◆ **EXERCISE DIRECTIONS**
Could you repeat the records below exactly, without the pictures?

◆ **PROVIDED INFORMATION**
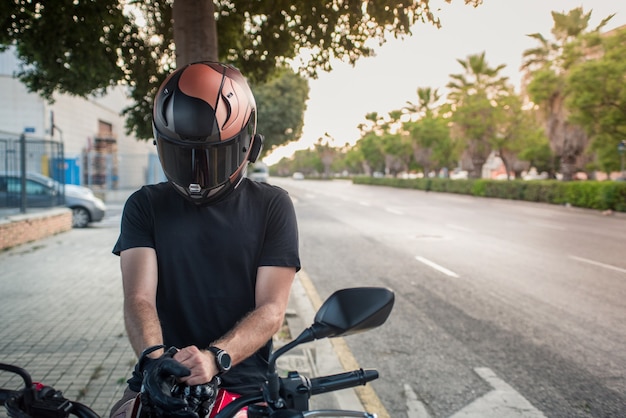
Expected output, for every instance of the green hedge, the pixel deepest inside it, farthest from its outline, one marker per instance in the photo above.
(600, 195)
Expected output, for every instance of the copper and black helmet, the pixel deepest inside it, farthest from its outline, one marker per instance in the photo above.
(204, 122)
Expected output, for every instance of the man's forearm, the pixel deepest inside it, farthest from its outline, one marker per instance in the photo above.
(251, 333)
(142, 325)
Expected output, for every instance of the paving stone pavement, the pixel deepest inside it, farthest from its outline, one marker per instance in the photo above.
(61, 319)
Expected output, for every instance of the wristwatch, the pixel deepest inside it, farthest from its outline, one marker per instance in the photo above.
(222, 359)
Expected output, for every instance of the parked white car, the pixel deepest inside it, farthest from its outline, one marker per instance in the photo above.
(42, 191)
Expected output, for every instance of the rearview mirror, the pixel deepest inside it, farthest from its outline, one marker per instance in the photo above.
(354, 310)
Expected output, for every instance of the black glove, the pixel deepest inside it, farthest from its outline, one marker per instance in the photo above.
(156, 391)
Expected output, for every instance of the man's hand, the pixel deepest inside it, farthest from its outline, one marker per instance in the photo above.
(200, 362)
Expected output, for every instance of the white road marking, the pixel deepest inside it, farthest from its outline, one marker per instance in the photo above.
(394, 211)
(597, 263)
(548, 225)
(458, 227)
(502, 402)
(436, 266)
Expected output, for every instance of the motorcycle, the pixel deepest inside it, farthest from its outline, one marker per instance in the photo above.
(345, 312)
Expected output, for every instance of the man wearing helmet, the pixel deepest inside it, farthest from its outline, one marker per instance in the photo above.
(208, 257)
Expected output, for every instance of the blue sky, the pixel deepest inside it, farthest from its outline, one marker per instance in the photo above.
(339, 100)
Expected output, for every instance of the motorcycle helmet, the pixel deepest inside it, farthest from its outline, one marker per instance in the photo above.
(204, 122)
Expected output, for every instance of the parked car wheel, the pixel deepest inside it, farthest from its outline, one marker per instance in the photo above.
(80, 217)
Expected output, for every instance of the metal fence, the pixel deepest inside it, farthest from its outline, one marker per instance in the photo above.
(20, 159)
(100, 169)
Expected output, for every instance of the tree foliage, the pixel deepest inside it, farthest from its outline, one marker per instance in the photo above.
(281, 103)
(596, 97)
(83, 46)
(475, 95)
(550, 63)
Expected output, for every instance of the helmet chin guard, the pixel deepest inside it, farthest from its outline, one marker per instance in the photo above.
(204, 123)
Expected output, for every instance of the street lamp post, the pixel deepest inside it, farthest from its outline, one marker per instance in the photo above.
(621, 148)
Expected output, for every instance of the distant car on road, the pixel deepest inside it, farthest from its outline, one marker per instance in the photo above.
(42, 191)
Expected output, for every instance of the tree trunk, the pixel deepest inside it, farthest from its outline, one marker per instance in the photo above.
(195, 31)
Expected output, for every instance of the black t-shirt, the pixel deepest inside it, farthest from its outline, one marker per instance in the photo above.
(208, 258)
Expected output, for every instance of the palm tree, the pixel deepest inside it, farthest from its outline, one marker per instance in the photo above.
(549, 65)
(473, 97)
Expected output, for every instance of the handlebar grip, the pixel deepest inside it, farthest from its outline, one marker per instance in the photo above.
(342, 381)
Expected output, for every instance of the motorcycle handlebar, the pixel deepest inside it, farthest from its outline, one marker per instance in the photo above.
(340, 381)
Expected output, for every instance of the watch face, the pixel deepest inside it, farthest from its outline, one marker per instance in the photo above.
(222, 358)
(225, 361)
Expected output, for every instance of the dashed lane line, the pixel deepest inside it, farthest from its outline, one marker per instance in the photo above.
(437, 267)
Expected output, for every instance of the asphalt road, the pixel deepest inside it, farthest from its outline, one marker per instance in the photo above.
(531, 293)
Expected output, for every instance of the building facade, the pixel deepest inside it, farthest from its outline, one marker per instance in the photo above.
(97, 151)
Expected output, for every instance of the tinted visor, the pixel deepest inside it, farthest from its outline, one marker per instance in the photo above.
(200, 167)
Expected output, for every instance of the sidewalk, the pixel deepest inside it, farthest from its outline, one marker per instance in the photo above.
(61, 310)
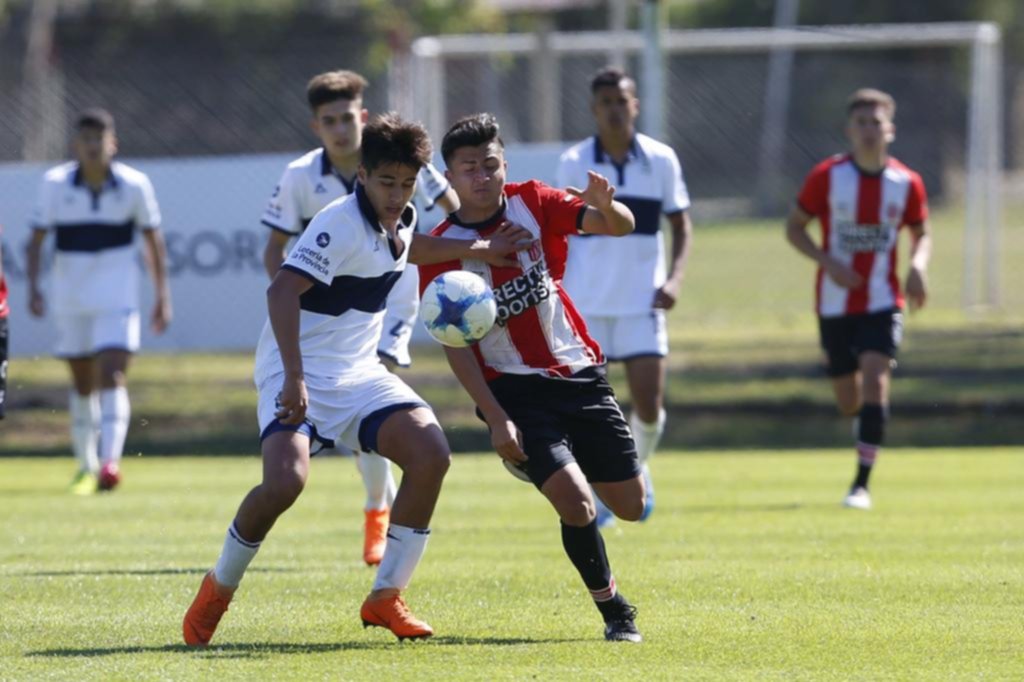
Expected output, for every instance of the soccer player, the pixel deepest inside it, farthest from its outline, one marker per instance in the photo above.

◆ **OUTPUT OF THE EXERCISE**
Expected output, for every instance of the green hedge, the pixel deepest inside it, farthest from its outline, one marker per instance in the photo above.
(600, 195)
Expected output, for every instance of the copper and black helmet, the pixel deepest inside it, farthest from its outline, one marker per instance in the photo above.
(204, 122)
Expected output, for every instance of the man's forearm, the pixel deepest inside it, farthest from its outline, one marker per instance in the photo above.
(251, 333)
(142, 325)
Expected output, for every instance of the paving stone pavement, the pixel deepest inside it, farthest from its outline, one marker per instance in the photo above.
(61, 319)
Expected output, for every instance of the wristwatch, the pixel deepest inside it, farthest from its outline, one marker per instance in the photo above.
(222, 359)
Expected output, for every instance of the parked white car, the pixel deepest inside it, farthest from its outline, one marker per instance in the photo above.
(42, 191)
Expected output, for every instance of the rearview mirror, the pixel deepest inside it, farthest from its outline, one marker per instance in the photo above.
(354, 310)
Expected output, for every instance of the black glove, the pixel deepest inside it, farthest from its outline, one marker per instance in the photo above.
(156, 391)
Expected output, for every instance of the man's hand, the pixel deepest inside it, farthest from its outline, one marker per instance in the photo above.
(200, 362)
Expected output, for every instance of the white road marking, the pixel deepest inside it, farthest from its outline, one marker per instance in the photo above.
(394, 211)
(597, 263)
(548, 225)
(458, 227)
(502, 402)
(436, 266)
Expected output, for every instance of the motorcycle, the pixel deepest inside it, farthest from its outline, one marker per instance in the photo above.
(345, 312)
Expected output, for every instance of the man wearing helmet, the pixel deepest inside it, farthest from its outline, one marker per instance in the photo above.
(208, 257)
Expected output, for every instance of the blue sky, the pixel deepest inside it, farthest from its outline, one marker per instance in the photo above.
(339, 100)
Expected output, for every instance of the motorcycle helmet, the pixel deepest inside it, farthest from its outline, one marker per instance in the photo above.
(204, 122)
Expected output, for every instance of the parked car wheel, the pixel deepest inside it, farthest from its outline, one marker per instance in the photo above.
(80, 217)
Expected output, for every instance of the metal fence, the pixel deepest inside it, farthest from its outline, one marker per instance in the photo above.
(20, 159)
(100, 169)
Expected output, for every instance of the tree foliage, the pixel deepest inside it, farthest from its outline, one marker per instance in the photo above.
(281, 103)
(596, 97)
(83, 46)
(475, 95)
(550, 63)
Expected output, for every instance of the helmet chin guard, the pixel deepest inside it, farthest from its outline, one marker per instance in the photo above.
(204, 123)
Expected output, for every instance of the street lamp post, the pixel deepest inside it, farthest from its outline, one marker per instance in the photo above.
(621, 148)
Expected output, for every instance of the distant car on road, the pixel deepest inside it, farthest from its outline, one marker per instance in the photo above.
(42, 191)
Expected output, for every instance of the tree trunk, the pixel deepest inside it, farthest from its outline, one marker per instance in the photo above.
(195, 31)
Expected output, for every instance of the black t-shirt, the pixel deepest inside it, farthest from its outline, one marker per instance in the photo above.
(208, 258)
Expected output, for every instance of the palm tree, the pixel deepest inside it, farthest from its outline, one marker per instance in the photo above.
(549, 65)
(473, 97)
Expected output, for every instance of the handlebar grip, the pixel deepest inside it, farthest from its outline, one marker per instance in the photo above.
(342, 381)
Expected output, for every instance of the motorcycle handlebar, the pixel deepest inside it, farthest from its outline, one marker per instance in the photo above.
(340, 381)
Expected output, for every instance of the watch face, the pixel deepest inside it, farthest from its outline, one marker per instance in the photo above.
(222, 358)
(225, 361)
Expected output, for every instance of the dashed lane line, the pixel deepest inside it, farthest from its outline, one marker per instance in the photo above.
(437, 267)
Expected output, for every instance of the asphalt road, the pixel deepest inside it, farthest from its outline, one marker per instance in the photo above.
(531, 293)
Expected output, for every instance of the building facade, the pixel deepest inside it, farthest from its outline, one marker per instance in the photo above.
(97, 151)
Expected output, for every instance of the tinted visor, the pixel deepest inside it, farthest from its outline, one marker per instance in the photo above.
(200, 167)
Expected output, for every instance of the sidewalk, the pixel deepest inside it, farthest from its outline, one marker per instance in the photo above.
(61, 310)
Expected output, for every instance of the soccer player, the pixel deepest inside it, farthest from its outline, one marker per instance in the photo above.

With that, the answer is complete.